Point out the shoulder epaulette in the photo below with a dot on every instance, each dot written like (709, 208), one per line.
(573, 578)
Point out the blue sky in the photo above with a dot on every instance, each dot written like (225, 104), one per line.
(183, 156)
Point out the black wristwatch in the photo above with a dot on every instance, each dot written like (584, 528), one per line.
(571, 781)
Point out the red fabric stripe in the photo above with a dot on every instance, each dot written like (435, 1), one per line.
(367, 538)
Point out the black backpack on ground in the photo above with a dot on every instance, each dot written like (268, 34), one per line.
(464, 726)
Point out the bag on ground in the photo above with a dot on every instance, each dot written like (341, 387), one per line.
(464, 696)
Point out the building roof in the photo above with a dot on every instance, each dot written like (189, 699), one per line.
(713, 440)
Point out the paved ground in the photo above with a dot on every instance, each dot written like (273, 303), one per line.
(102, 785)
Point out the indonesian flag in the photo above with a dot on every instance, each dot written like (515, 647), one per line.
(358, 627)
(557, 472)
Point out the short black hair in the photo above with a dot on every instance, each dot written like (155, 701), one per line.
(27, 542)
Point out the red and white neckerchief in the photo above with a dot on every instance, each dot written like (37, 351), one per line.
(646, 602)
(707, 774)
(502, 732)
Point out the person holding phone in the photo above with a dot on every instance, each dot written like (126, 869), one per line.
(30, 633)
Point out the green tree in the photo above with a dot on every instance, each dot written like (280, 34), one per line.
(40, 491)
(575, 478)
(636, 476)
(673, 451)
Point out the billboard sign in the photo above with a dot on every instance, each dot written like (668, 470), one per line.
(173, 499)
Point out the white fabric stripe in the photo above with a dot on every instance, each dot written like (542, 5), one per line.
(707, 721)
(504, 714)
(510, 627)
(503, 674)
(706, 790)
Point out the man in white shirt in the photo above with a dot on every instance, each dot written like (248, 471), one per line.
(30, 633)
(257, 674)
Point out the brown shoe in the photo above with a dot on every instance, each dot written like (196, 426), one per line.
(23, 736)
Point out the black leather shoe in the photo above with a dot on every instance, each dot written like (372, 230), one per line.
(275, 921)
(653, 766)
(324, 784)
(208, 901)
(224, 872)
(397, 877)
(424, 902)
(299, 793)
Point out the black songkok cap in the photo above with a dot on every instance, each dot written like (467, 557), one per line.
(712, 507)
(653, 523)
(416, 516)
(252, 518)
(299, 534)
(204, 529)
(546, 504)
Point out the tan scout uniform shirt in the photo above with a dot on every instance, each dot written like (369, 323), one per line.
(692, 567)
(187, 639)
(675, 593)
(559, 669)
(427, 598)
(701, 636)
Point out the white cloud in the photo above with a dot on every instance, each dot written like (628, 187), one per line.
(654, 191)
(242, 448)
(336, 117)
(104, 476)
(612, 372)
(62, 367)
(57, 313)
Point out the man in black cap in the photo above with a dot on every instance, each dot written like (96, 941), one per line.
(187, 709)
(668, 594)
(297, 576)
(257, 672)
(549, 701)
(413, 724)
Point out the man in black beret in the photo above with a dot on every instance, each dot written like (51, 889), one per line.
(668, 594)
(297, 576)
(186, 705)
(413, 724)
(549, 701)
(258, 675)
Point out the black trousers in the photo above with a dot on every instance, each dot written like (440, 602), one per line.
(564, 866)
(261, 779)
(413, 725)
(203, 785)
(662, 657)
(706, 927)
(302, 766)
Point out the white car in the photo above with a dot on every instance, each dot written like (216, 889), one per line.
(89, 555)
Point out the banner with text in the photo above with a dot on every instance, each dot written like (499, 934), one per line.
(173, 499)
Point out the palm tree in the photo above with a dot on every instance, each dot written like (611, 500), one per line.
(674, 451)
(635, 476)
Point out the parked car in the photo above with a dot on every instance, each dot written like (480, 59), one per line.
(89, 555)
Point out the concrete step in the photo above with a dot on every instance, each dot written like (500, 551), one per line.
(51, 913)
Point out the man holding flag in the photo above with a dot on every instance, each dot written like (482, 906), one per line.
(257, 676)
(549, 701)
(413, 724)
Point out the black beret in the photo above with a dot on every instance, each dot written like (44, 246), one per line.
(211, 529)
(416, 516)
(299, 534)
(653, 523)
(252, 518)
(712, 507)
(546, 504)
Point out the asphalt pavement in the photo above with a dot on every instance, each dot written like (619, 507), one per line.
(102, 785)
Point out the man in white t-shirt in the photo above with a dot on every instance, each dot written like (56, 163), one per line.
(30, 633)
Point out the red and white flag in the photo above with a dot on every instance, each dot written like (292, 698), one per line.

• [Exercise prompt] Please quote the items word for word, starting at the line that contains "Point out the parked" and ending with the final line of the items.

• [Exercise result]
Point out the parked car in the photo above with a dot on every instance, each dot written like (480, 59), one per line.
(89, 555)
Point out the concrete step in the photo above with a dot on every instance, each dot written like (500, 551), one per line.
(51, 913)
Point out the man holding flag in the photo above with a dot on every instance, each dot written like (482, 906), one per line.
(257, 676)
(549, 701)
(413, 724)
Point out the black beret in the photo above with a dot on every instance, each dot written like (44, 246), one per line.
(211, 529)
(416, 516)
(299, 534)
(653, 523)
(252, 518)
(712, 507)
(546, 504)
Point out the asphalt pavement in the photo above with a dot on every instance, each dot written like (619, 507), one per line.
(102, 785)
Point out the man in white t-shirt in the photo above with a dot on every instance, each dot written like (56, 163), one per line.
(30, 633)
Point out the red and white flag in the photo above with a dot on every instance, each dot written like (292, 698), one per line.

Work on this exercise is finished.